━━━ Material provided

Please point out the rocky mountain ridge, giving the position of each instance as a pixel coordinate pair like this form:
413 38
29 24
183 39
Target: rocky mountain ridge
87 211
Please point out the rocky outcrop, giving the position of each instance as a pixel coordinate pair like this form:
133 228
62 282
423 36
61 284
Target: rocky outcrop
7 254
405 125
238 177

━━━━━━
━━━ Material provided

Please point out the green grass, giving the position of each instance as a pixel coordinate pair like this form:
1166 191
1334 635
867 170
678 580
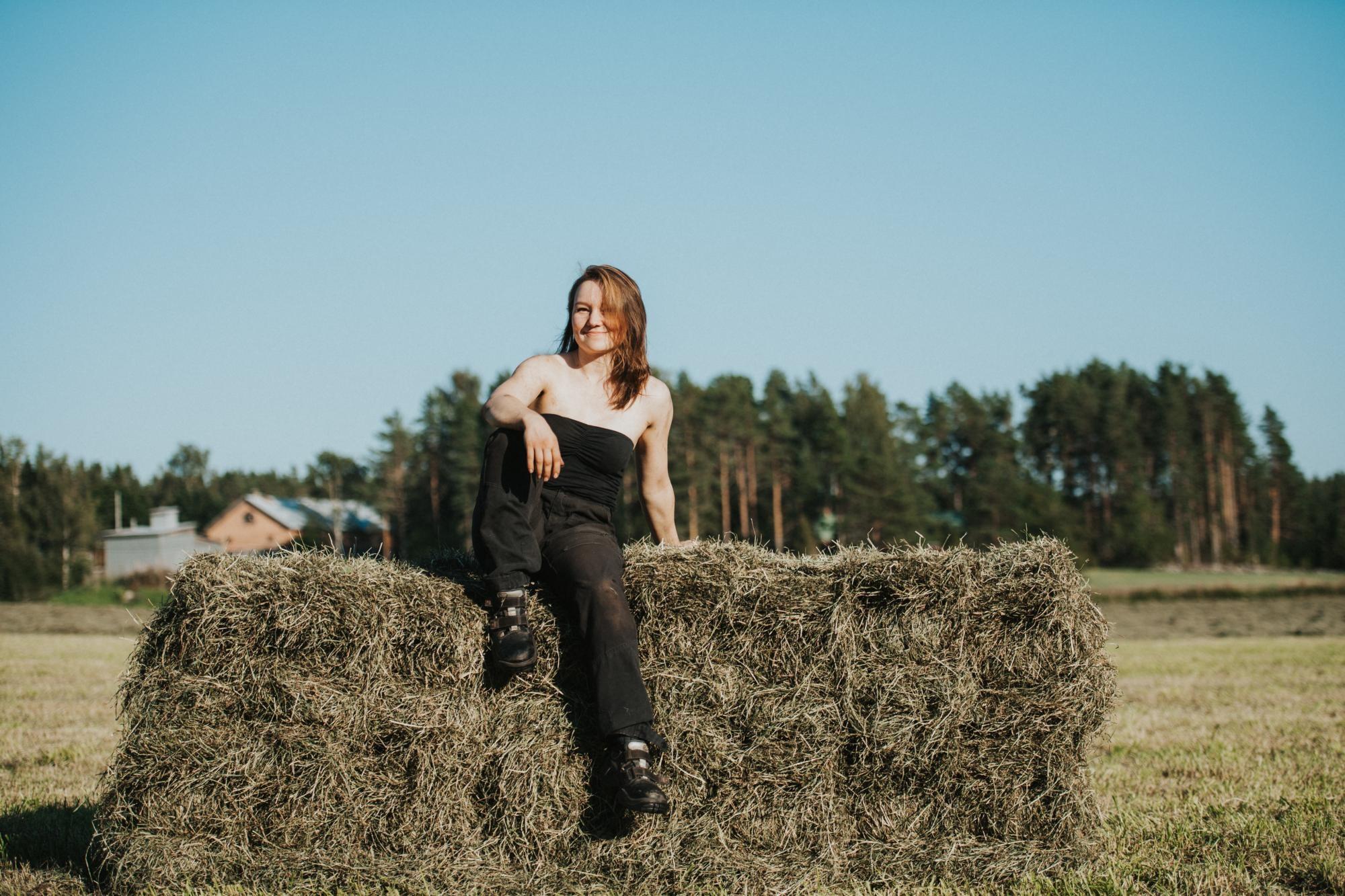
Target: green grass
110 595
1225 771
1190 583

━━━━━━
━━━ Material provided

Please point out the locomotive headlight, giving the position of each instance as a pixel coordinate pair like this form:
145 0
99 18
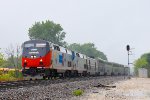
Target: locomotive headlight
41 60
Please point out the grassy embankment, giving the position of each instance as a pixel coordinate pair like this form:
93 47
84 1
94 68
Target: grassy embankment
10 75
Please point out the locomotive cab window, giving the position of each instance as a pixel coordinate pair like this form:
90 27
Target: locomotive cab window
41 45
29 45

━━━━━━

Required work:
Report, in full, each line above that contains the string "headlight". Case matters.

Output of the exercise:
Please point out the locomotive headlight, giving the position of each instance as a pixel coordinate pair like this form:
Target: locomotive headlight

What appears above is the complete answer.